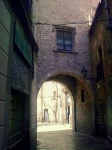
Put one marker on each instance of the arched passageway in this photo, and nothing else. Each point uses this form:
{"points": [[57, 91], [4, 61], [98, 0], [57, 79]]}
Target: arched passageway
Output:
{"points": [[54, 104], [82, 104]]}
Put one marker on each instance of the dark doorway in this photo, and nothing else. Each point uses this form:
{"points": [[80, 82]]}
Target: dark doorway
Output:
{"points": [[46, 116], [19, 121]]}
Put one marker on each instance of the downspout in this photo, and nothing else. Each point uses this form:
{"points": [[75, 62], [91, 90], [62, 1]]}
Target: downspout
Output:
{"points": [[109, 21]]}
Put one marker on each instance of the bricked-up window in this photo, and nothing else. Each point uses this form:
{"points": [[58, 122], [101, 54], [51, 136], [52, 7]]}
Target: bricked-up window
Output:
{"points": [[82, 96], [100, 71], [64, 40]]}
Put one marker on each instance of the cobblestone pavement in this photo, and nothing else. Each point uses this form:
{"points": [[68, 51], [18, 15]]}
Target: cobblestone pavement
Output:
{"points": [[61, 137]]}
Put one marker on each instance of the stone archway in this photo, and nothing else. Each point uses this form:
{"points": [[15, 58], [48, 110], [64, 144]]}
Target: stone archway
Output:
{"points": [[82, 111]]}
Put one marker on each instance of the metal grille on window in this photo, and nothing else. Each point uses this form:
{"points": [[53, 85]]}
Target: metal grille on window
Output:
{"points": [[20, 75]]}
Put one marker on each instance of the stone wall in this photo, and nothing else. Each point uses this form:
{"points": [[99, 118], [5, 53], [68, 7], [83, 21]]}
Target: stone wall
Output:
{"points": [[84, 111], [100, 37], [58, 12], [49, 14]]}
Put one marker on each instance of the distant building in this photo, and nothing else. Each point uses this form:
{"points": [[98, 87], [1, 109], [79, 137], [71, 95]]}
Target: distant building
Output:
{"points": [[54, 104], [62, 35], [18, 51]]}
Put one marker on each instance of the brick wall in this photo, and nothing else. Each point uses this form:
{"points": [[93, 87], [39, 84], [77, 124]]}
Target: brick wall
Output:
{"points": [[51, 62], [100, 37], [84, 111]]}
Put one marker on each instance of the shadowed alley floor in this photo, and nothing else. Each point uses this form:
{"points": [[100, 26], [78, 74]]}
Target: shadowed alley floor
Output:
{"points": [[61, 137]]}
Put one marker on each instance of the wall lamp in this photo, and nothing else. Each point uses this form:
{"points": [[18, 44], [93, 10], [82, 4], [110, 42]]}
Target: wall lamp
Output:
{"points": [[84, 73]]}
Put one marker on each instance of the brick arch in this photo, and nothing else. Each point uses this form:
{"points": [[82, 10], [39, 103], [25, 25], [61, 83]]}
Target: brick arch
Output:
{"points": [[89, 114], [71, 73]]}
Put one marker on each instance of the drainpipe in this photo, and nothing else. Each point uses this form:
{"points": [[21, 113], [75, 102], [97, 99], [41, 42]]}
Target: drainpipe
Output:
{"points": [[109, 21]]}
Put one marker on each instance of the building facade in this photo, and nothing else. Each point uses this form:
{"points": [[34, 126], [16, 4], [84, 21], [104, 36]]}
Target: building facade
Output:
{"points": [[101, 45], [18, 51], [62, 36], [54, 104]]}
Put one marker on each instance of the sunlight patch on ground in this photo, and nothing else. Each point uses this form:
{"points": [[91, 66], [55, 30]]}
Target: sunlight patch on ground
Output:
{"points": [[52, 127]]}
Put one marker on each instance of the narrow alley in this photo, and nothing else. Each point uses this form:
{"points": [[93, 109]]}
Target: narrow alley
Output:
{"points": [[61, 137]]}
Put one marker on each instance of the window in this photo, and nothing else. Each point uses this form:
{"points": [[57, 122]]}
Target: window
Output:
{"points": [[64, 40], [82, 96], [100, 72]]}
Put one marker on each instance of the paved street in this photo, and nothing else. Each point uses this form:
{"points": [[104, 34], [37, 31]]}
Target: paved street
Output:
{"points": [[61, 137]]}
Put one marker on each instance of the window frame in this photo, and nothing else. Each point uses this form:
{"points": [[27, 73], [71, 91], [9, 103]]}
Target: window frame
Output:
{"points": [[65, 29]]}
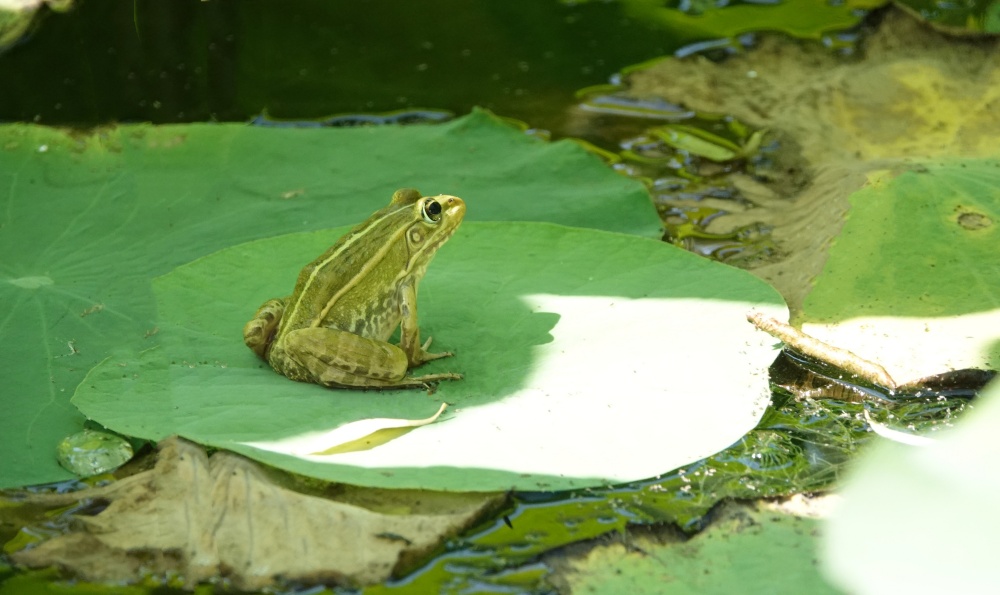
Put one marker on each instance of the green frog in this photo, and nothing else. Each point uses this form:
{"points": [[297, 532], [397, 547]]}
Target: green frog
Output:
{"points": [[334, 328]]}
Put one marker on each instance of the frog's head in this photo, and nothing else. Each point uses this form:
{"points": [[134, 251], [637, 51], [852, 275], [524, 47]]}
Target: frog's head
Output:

-- -- --

== What this task involves ==
Recast the records above as a numbered list with the blank lines left out, covering all of them, and leave the pictures out of your answer.

== Answer for this exercise ==
1. Put one marker on each instance of the arched passageway in this photo, and nothing else. Each point uses this form:
2. {"points": [[57, 91], [4, 61], [98, 0], [57, 79]]}
3. Target: arched passageway
4. Output:
5. {"points": [[54, 104], [82, 104]]}
6. Put one marker on each instance of the dark doorway in this photo, and nothing else. Each point uses this form:
7. {"points": [[80, 82]]}
8. Target: dark doorway
9. Output:
10. {"points": [[46, 116], [19, 121]]}
11. Put one marker on each instance of the downspout in this photo, and nothing else. Each point uses this form:
12. {"points": [[75, 62], [91, 90], [62, 1]]}
13. Target: downspout
14. Output:
15. {"points": [[109, 21]]}
16. Put one marker on each instance of the bricked-up window in this photo, and nothing else. Each point uses this form:
17. {"points": [[58, 122], [101, 54], [51, 136], [52, 7]]}
18. Target: bricked-up window
19. Output:
20. {"points": [[82, 96], [100, 71], [64, 40]]}
21. Put one marker on each instance of the cobblestone pavement in this photo, and nothing else. Each point uses this form:
22. {"points": [[68, 51], [18, 15]]}
23. Target: cobblestone pavement
24. Output:
25. {"points": [[61, 137]]}
26. Put one marker on each instance of the stone archway in this photo, and nothing else. Each point uses this form:
27. {"points": [[15, 58], [48, 110], [64, 144]]}
28. Target: stone archway
29. Output:
30. {"points": [[82, 111]]}
31. Put one marker on each instance of the metal grille on window in this photo, and nothing else. Each point uses this form:
32. {"points": [[53, 85]]}
33. Target: metal grille on window
34. Output:
35. {"points": [[20, 75]]}
36. Put one marker on each instance of the stone wall in this photo, and nothing else. Each point uses this form:
37. {"points": [[99, 118], [5, 53], [68, 7], [83, 21]]}
38. Target: stone wall
39. Output:
40. {"points": [[84, 111], [100, 37], [58, 12], [49, 14]]}
41. Put one marker on each instance of the distant building in this photo, and nothing else. Each point uses this form:
42. {"points": [[98, 87], [1, 109], [79, 137], [71, 95]]}
43. Target: distant building
44. Output:
45. {"points": [[54, 104], [62, 35], [18, 51]]}
46. Put one marker on each instance of the brick wall in this photo, and nothing else. Each point uses this form:
47. {"points": [[93, 87], [39, 84], [77, 124]]}
48. Target: brick wall
49. Output:
50. {"points": [[51, 62], [100, 37], [84, 111]]}
51. Put one marker on each instance of the shadowed alley floor in this photo, and nothing else. Each point uses this form:
52. {"points": [[100, 26], [78, 74]]}
53. Target: shadowed alley floor
54. Output:
55. {"points": [[61, 137]]}
56. Put one marker on each instance of the wall lamp in this photo, and nothing else. Each point uses this form:
57. {"points": [[18, 44], [93, 10], [82, 4], [110, 42]]}
58. Target: wall lamp
59. Output:
60. {"points": [[84, 73]]}
61. Put one marker on each instance of the brick arch in this photo, and nothing else. Each point uses this form:
62. {"points": [[82, 10], [39, 103], [25, 25], [61, 83]]}
63. Target: brick arch
64. Output:
65. {"points": [[89, 114], [71, 73]]}
66. Put one marker on each instance of the drainpipe in this photo, and nothing else. Each point uses this form:
67. {"points": [[21, 113], [75, 102], [97, 99], [41, 42]]}
68. Target: drainpipe
69. Output:
70. {"points": [[109, 21]]}
71. Put one marker on each instance of the building facade in this photo, and nothing else. Each point uses this form:
72. {"points": [[34, 126], [16, 4], [84, 21], [104, 36]]}
73. Target: building facade
74. Output:
75. {"points": [[101, 45], [18, 51], [62, 36], [54, 104]]}
76. Put one marker on each instance of the sunlight patch on ground in this photo, and nothing else. Each point uses this form:
77. {"points": [[91, 66], [55, 30]]}
78. Target: sunlight patch on ground
79. Output:
80. {"points": [[52, 127]]}
81. Put one marker on each instance of the narrow alley in this photo, and nothing else. Each point uses this form:
82. {"points": [[93, 109]]}
83. Target: narrow alley
84. Output:
85. {"points": [[61, 137]]}
86. Put one marker on each instance of the window in this photo, and nothing else. Each point uses this form:
87. {"points": [[57, 122]]}
88. Target: window
89. Output:
90. {"points": [[64, 40], [82, 96], [100, 72]]}
91. Put one marker on each instance of the paved street in this photo, and nothing else. Each point uses this form:
92. {"points": [[104, 34], [37, 31]]}
93. Target: paved street
94. Output:
95. {"points": [[61, 137]]}
96. Put one marker on each instance of the window frame in this photo, and nothing else. Each point uses this form:
97. {"points": [[27, 73], [71, 91], [9, 103]]}
98. Target: window frame
99. Output:
100. {"points": [[65, 29]]}
101. Put one marker on each instance of the green frog in this photo, and nothing else. Each point uses this form:
102. {"points": [[297, 532], [397, 547]]}
103. Target: green frog
104. Output:
105. {"points": [[334, 328]]}
106. Put one marker on each instance of the frog's head in this photo, and nothing else. Each point uses this form:
107. {"points": [[134, 251], [637, 51], [852, 275], [524, 47]]}
108. Target: frog's head
109. Output:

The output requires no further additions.